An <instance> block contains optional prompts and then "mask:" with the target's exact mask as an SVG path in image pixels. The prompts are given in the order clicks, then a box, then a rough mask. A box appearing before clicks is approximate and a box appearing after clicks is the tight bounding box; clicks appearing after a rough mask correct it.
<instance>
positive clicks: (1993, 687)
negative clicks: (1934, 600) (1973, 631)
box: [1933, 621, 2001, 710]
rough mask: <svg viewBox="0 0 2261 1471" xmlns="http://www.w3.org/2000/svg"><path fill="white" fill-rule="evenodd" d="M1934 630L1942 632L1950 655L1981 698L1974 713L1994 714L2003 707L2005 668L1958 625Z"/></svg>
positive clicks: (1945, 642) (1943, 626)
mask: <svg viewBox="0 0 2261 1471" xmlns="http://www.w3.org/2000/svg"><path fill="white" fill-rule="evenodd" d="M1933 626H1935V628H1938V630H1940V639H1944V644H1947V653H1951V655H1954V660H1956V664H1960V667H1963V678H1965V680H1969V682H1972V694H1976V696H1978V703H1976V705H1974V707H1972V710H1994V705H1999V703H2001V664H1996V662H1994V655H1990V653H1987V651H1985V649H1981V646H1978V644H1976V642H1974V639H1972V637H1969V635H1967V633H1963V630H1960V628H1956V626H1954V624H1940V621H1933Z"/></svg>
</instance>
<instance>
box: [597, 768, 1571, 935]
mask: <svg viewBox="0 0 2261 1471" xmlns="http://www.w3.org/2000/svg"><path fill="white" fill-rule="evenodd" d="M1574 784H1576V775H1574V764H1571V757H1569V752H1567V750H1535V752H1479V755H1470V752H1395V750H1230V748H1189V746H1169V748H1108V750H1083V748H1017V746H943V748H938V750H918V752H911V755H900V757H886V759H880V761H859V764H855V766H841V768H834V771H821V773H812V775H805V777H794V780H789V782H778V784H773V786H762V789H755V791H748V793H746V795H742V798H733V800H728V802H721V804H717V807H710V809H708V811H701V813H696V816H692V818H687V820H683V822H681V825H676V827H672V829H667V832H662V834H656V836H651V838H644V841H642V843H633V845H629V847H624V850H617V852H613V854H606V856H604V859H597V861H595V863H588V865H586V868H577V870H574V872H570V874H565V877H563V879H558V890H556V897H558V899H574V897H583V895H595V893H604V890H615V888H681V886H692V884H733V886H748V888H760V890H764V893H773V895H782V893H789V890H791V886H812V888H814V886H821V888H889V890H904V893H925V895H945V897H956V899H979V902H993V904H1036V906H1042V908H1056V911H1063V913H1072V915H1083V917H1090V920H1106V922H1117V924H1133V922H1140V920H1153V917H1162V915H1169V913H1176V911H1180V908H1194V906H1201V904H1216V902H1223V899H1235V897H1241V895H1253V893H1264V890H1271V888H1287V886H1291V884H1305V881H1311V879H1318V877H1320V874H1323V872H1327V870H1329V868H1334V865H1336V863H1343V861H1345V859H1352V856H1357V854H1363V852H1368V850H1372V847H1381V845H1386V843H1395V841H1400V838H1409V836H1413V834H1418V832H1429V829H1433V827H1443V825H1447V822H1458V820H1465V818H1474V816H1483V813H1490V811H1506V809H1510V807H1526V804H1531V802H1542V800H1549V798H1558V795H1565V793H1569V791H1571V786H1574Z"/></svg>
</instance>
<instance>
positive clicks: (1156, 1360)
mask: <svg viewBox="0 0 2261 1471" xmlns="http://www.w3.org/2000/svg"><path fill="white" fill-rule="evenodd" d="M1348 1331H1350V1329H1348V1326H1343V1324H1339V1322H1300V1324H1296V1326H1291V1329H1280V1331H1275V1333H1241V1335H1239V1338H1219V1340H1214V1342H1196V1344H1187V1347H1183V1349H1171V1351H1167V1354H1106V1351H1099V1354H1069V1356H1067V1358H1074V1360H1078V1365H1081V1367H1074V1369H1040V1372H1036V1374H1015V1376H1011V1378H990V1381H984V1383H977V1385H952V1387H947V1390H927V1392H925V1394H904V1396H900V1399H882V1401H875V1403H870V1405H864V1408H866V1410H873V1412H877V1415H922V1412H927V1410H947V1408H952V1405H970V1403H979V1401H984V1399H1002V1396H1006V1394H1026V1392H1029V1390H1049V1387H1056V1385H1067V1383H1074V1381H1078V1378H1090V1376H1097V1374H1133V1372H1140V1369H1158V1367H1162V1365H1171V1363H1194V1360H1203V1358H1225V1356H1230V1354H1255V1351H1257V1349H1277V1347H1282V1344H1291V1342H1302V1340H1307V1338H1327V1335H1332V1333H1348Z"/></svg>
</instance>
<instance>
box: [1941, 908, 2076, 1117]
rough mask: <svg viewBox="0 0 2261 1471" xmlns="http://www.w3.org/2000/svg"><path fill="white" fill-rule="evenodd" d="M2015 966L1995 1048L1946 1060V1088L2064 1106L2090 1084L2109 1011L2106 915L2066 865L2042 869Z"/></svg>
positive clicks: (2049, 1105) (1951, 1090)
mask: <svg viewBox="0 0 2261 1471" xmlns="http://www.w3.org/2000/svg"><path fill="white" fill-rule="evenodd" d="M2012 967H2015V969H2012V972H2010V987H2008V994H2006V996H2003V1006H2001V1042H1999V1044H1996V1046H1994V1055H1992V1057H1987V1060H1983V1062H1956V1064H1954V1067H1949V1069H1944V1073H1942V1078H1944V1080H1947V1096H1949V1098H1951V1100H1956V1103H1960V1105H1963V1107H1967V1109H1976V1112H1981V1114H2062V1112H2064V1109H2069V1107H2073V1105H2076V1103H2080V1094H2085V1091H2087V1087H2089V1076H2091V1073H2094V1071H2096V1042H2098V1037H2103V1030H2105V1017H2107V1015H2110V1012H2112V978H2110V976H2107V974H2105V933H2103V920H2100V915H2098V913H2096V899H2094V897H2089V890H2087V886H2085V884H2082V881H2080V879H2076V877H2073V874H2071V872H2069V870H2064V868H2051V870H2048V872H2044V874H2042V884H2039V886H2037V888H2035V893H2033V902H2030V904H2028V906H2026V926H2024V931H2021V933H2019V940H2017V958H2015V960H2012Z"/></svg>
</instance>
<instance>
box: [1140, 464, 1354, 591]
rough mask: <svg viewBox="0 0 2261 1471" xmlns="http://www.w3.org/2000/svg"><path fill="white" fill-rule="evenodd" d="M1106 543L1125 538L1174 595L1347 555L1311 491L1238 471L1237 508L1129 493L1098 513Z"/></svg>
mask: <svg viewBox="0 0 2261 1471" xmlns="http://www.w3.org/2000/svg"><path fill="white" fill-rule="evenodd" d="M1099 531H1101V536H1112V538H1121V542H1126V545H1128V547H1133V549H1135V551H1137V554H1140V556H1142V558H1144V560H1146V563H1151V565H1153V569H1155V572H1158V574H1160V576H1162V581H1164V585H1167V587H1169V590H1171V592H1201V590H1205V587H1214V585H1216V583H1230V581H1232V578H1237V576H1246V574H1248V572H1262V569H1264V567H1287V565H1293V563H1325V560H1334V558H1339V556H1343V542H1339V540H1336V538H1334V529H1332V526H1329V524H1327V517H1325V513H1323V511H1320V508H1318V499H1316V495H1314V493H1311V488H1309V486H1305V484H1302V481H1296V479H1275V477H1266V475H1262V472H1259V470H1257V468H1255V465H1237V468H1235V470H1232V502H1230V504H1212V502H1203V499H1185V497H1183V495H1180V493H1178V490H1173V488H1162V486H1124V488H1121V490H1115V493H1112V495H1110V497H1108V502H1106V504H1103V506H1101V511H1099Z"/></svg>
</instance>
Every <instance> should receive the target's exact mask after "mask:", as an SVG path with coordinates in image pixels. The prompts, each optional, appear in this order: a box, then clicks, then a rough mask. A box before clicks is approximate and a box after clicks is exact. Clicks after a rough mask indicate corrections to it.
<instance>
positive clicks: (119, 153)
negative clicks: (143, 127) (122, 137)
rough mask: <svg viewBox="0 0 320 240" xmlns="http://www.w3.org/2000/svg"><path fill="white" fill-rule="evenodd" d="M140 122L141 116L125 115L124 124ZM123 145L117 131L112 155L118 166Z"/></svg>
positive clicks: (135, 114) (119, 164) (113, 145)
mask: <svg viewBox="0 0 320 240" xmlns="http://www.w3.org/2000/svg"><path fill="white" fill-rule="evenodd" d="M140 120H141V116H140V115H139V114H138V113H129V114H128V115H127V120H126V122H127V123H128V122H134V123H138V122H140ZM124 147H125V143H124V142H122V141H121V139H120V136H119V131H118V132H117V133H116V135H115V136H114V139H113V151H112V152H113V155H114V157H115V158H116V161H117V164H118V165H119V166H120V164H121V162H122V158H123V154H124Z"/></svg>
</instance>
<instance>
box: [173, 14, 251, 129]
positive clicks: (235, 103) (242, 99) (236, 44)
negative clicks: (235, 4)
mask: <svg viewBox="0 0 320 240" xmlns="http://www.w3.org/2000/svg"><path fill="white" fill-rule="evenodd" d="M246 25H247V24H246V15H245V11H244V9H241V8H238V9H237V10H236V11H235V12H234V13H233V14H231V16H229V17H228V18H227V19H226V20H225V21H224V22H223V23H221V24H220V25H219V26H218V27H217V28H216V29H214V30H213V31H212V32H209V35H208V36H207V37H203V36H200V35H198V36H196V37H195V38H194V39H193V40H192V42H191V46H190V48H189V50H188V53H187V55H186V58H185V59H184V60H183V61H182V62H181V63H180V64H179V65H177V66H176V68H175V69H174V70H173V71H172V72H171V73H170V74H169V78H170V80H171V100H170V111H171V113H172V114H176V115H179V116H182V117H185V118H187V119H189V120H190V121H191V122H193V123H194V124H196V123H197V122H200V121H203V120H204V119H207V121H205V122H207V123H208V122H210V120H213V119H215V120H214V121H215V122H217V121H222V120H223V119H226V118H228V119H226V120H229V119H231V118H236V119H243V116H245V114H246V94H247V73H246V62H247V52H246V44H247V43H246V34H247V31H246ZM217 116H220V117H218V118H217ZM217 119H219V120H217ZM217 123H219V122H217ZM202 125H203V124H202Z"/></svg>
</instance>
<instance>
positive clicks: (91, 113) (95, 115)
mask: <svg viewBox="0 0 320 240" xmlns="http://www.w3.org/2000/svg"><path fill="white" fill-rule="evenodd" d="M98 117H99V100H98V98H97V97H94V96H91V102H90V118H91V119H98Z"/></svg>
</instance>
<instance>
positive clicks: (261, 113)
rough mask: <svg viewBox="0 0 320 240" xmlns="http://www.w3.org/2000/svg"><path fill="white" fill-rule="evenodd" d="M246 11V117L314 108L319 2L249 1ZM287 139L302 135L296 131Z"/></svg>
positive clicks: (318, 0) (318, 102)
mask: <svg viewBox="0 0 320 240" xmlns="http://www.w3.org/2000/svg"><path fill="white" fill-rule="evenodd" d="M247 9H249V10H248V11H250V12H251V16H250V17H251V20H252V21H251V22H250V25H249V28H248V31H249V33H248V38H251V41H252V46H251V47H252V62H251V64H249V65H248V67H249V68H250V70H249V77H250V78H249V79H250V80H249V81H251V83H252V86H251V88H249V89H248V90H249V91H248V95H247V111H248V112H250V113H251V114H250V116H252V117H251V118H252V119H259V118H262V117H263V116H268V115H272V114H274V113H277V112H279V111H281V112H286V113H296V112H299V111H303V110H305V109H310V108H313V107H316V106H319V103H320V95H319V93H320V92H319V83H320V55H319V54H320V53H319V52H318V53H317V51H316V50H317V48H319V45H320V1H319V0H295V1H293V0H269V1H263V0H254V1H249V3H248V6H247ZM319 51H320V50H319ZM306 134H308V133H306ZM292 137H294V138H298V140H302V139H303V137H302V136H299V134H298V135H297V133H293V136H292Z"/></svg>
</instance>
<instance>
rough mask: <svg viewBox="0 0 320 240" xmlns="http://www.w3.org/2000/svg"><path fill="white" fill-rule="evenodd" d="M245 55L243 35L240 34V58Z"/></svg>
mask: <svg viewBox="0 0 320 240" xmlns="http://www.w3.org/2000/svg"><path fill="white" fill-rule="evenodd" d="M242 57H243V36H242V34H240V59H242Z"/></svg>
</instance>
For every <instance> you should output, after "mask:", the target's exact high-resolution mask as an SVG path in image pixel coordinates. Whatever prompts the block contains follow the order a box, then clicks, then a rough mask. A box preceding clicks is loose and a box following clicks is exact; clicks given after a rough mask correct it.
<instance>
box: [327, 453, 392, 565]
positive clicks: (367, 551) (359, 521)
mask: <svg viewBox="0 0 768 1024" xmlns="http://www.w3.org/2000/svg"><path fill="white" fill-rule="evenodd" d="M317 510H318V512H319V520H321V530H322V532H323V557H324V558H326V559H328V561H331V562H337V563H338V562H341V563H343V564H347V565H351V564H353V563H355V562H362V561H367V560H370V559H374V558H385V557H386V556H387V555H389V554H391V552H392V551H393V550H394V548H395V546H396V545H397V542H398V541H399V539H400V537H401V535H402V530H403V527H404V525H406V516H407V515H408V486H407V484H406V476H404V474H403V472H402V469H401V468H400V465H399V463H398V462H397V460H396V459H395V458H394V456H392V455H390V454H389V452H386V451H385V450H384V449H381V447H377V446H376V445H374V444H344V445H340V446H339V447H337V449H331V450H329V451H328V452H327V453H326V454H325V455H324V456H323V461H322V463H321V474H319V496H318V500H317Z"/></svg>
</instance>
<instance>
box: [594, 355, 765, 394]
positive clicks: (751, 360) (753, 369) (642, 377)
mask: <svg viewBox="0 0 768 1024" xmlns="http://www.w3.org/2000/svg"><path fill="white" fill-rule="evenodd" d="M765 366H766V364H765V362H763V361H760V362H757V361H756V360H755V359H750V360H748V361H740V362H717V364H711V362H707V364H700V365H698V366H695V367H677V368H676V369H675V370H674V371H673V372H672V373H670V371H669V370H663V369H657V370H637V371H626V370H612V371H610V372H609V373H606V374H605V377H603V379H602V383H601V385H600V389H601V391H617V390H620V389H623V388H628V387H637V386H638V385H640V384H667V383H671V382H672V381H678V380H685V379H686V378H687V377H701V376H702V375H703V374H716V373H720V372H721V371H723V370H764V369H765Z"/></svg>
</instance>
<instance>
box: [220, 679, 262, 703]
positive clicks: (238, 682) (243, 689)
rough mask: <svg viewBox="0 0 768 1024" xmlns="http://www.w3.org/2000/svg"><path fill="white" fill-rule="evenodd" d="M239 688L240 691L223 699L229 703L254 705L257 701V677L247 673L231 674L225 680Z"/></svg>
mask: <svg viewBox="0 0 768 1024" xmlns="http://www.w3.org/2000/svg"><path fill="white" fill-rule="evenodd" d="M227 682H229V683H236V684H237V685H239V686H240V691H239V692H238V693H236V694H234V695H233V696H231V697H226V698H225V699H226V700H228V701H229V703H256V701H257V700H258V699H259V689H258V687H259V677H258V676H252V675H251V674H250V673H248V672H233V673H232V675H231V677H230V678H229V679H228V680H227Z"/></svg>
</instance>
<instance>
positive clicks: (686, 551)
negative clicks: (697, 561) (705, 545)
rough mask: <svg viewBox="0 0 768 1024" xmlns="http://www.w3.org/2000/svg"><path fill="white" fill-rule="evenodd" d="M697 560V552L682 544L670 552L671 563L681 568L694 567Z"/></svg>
_ _ _
### Task description
Report only the number of lines in the records that include the word "with".

### Task output
2